:: Task to carry out ::
Return a copy of every line in the records that includes the word "segment".
-----
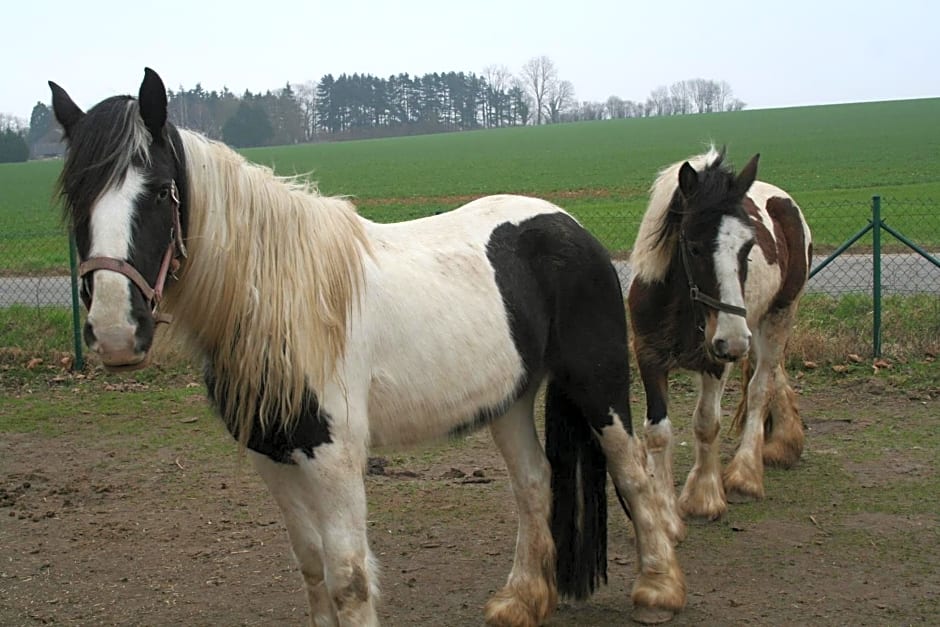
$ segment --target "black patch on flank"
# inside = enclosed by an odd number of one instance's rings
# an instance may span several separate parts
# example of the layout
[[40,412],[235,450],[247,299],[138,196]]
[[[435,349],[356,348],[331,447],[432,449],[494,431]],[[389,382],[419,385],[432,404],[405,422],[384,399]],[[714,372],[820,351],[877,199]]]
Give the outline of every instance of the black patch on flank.
[[[215,370],[208,362],[205,366],[204,375],[209,400],[212,401],[216,411],[219,412],[232,437],[240,440],[241,434],[235,416],[226,415],[225,413],[226,407],[237,406],[228,402],[228,385],[225,383],[217,385],[218,379]],[[317,395],[309,388],[304,391],[296,420],[292,421],[289,429],[281,426],[285,417],[276,410],[271,411],[271,414],[266,418],[265,422],[269,427],[265,431],[261,427],[260,415],[255,415],[247,446],[252,451],[269,457],[275,462],[281,464],[295,463],[291,458],[291,453],[295,450],[302,451],[304,455],[312,459],[318,446],[333,441],[330,435],[330,416],[320,408]]]

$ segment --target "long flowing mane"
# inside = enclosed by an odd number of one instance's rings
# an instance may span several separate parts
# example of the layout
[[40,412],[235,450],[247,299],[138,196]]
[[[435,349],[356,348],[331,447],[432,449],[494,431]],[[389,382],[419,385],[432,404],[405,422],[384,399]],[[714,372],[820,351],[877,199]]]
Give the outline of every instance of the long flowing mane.
[[[190,321],[216,375],[215,398],[247,442],[289,427],[305,391],[336,375],[369,244],[352,204],[180,131],[189,188],[187,248],[168,309]],[[172,325],[177,326],[177,325]],[[340,382],[342,384],[342,382]],[[269,425],[272,417],[284,423]]]
[[630,254],[634,276],[647,282],[662,281],[669,270],[676,246],[676,237],[665,231],[668,214],[673,208],[679,187],[679,169],[688,161],[697,172],[718,167],[724,153],[714,146],[700,155],[677,161],[662,170],[650,187],[650,201],[637,231],[636,243]]

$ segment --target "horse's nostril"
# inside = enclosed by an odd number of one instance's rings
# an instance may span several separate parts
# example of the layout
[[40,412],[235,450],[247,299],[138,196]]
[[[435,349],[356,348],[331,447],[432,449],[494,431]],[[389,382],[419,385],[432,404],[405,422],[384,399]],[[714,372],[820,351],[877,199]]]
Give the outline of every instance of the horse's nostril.
[[719,357],[724,357],[728,354],[728,342],[726,340],[715,340],[714,348],[715,354]]

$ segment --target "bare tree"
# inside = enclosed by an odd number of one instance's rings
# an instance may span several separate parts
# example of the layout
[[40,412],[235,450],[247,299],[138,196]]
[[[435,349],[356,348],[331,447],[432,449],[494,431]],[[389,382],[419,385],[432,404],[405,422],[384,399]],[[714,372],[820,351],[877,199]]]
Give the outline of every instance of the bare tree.
[[305,81],[294,88],[294,98],[304,120],[304,139],[312,141],[317,131],[317,83]]
[[555,63],[545,55],[532,57],[522,66],[519,81],[535,104],[536,124],[542,124],[549,85],[557,80],[558,70],[555,69]]
[[740,111],[744,108],[744,101],[740,98],[732,98],[730,102],[725,104],[725,111]]
[[627,117],[627,107],[626,103],[622,98],[617,96],[611,96],[607,99],[606,103],[607,115],[610,116],[612,120],[619,120]]
[[545,115],[549,122],[552,124],[560,122],[562,114],[576,104],[574,85],[571,81],[555,79],[548,83],[545,89]]
[[672,115],[692,113],[691,93],[689,81],[679,81],[669,86]]
[[483,68],[487,84],[483,102],[483,118],[486,126],[502,126],[510,108],[509,90],[513,87],[512,72],[505,65],[487,65]]
[[669,96],[669,89],[660,86],[650,92],[646,99],[646,108],[648,115],[671,115],[672,99]]
[[9,113],[0,113],[0,131],[20,133],[29,128],[26,120]]

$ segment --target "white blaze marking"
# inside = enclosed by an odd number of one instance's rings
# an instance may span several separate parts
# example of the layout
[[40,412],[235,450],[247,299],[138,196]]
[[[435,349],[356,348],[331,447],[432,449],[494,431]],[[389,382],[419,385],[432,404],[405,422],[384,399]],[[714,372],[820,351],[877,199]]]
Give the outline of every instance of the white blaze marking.
[[[91,210],[89,257],[127,259],[133,235],[135,201],[143,190],[143,175],[131,167],[119,187],[101,196]],[[92,280],[94,291],[88,312],[92,328],[126,327],[133,334],[130,280],[110,270],[95,271]]]
[[[731,216],[721,219],[714,263],[715,279],[718,281],[718,297],[723,303],[744,307],[744,292],[738,273],[738,253],[741,247],[753,237],[753,231],[741,220]],[[715,337],[731,340],[736,336],[738,338],[750,337],[747,321],[741,316],[723,311],[718,312]]]

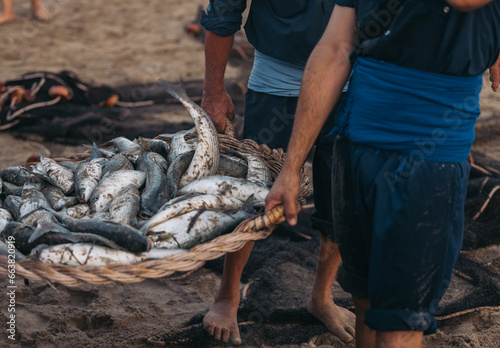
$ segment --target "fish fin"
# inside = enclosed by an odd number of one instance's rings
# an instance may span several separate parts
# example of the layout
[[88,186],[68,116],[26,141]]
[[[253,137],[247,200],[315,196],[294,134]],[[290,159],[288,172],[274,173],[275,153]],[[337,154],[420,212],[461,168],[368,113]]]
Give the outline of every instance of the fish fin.
[[[54,222],[52,223],[42,223],[38,224],[38,226],[35,228],[33,233],[31,234],[30,238],[28,239],[28,243],[33,243],[36,241],[38,238],[43,236],[46,233],[49,232],[58,232],[58,233],[64,233],[64,234],[71,234],[71,231],[68,229],[64,228],[63,226],[56,224]],[[74,242],[74,241],[72,241]]]
[[240,210],[239,211],[245,211],[245,212],[248,212],[248,213],[252,213],[252,214],[256,214],[257,212],[255,211],[255,209],[253,208],[253,193],[250,195],[250,197],[247,198],[247,200],[245,201],[245,203],[243,203],[243,205],[241,206]]
[[179,81],[178,84],[173,84],[172,82],[168,82],[162,78],[158,79],[158,83],[168,92],[170,93],[175,99],[179,101],[191,101],[191,99],[188,97],[186,94],[186,91],[184,88],[182,88],[182,80]]
[[96,143],[92,143],[92,149],[90,150],[90,159],[96,159],[96,158],[104,158],[104,154],[102,153],[101,150],[97,147]]

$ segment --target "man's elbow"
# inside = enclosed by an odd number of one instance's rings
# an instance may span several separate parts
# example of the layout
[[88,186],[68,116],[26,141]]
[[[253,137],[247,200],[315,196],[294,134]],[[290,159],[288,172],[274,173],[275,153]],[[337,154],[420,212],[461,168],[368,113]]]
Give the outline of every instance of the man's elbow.
[[492,0],[446,0],[451,7],[453,7],[457,11],[468,12],[476,10],[488,3]]

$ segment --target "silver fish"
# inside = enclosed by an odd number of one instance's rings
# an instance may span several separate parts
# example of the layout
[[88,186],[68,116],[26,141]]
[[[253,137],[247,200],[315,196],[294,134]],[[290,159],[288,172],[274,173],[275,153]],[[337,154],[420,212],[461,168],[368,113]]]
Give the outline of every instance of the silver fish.
[[254,206],[264,207],[265,199],[269,193],[267,187],[255,184],[246,179],[233,178],[230,176],[212,175],[202,178],[184,186],[179,190],[179,195],[188,193],[211,193],[214,195],[227,195],[246,201],[254,195]]
[[135,185],[125,187],[109,205],[111,221],[134,226],[139,212],[141,196]]
[[158,82],[189,111],[198,134],[193,160],[182,175],[180,185],[184,186],[193,180],[215,174],[219,167],[220,150],[219,136],[212,120],[201,107],[189,99],[180,86],[163,79],[158,79]]
[[168,165],[163,157],[154,152],[142,153],[138,163],[146,175],[139,211],[140,216],[145,218],[154,215],[170,197],[165,168]]
[[118,148],[118,150],[120,150],[120,152],[141,150],[141,146],[139,144],[124,137],[114,138],[113,143]]
[[151,241],[131,226],[109,221],[73,219],[60,213],[54,213],[54,215],[70,231],[97,234],[132,252],[144,252],[151,249]]
[[170,143],[170,151],[167,155],[169,163],[172,163],[180,155],[194,150],[194,148],[186,142],[184,136],[190,134],[194,129],[189,129],[187,131],[181,131],[174,135],[172,142]]
[[36,184],[27,183],[24,185],[21,206],[19,207],[21,218],[41,207],[52,209],[47,198],[38,189],[39,187]]
[[242,204],[243,201],[237,198],[212,194],[190,197],[188,199],[177,201],[173,204],[169,202],[141,227],[141,231],[146,233],[153,227],[165,221],[201,208],[213,210],[237,210]]
[[273,177],[267,163],[262,158],[248,153],[242,153],[242,156],[248,163],[246,179],[264,187],[270,187]]
[[137,170],[119,170],[108,173],[90,197],[90,212],[96,213],[106,209],[113,198],[127,185],[133,184],[140,188],[145,180],[146,175]]
[[40,157],[40,163],[44,174],[49,177],[51,183],[55,183],[65,194],[71,193],[75,187],[74,175],[71,170],[59,165],[56,161],[46,157]]
[[82,163],[75,172],[75,193],[81,203],[89,201],[102,176],[100,159]]
[[177,196],[179,180],[181,179],[181,175],[184,174],[191,164],[193,156],[194,151],[185,152],[170,162],[167,171],[167,187],[170,192],[170,198]]
[[243,220],[253,216],[252,197],[236,213],[198,210],[170,219],[153,227],[148,236],[158,248],[186,248],[204,243],[232,231]]
[[134,254],[90,243],[59,244],[49,248],[39,248],[37,259],[44,263],[60,263],[68,266],[107,266],[111,264],[133,265],[146,260],[164,259],[170,255],[185,252],[183,249],[156,249]]

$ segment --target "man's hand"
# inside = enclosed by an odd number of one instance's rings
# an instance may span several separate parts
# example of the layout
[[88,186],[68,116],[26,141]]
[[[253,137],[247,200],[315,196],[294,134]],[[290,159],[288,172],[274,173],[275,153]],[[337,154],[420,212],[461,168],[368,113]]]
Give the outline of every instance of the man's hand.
-----
:: Final answer ::
$ segment --target "black patch on flank"
$ segment --target "long flowing mane"
$ segment --target "horse's nostril"
$ segment --target "bare tree"
$ segment --target "white blaze marking"
$ segment --target "fish fin"
$ segment --target "man's elbow"
$ segment --target "silver fish"
$ segment --target "man's hand"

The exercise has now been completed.